### THE TASK
Write out again the entries from the first line to the line that includes "target: wooden bench", keeping both of those lines.

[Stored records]

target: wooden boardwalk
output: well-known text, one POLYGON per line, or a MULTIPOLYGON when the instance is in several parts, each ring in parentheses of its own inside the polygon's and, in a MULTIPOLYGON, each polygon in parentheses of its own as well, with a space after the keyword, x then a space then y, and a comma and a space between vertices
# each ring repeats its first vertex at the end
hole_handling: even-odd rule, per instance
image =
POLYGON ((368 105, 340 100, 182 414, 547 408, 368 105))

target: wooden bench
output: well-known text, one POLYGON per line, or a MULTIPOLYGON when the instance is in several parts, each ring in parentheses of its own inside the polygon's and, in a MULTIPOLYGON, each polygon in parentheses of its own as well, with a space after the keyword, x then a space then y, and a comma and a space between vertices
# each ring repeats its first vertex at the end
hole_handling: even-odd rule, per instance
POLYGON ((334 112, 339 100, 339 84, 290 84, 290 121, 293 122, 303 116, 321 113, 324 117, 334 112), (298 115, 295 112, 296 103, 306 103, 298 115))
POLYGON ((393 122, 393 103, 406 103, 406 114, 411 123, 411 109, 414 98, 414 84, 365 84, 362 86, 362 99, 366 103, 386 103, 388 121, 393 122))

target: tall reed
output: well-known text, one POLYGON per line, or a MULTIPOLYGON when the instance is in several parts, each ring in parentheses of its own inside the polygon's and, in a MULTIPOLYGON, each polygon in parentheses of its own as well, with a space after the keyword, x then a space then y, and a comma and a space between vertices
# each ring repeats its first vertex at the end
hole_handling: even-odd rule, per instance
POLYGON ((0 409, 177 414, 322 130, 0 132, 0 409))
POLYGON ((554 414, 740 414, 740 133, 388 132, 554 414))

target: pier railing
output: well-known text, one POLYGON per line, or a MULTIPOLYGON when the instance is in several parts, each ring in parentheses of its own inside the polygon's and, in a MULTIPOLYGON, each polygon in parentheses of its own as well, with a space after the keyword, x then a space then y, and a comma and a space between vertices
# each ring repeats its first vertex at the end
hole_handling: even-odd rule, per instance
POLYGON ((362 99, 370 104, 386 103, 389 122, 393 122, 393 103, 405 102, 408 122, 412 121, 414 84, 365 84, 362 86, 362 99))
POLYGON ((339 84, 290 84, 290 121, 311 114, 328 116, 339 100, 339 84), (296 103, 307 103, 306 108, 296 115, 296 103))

### OUTPUT BELOW
target: wooden boardwalk
output: well-known text, one POLYGON per line, or a MULTIPOLYGON when the instance is in several parts, each ring in parentheses of its own inside the polygon's and, in a MULTIPOLYGON, each polygon in parentheses of its own as well, with a space after the keyword, x then a space then y, and a comma and a space between vertices
# each ring repeats its first vertex at the end
hole_handling: even-odd rule, per instance
image =
POLYGON ((368 105, 340 100, 182 414, 547 408, 368 105))

target: wooden bench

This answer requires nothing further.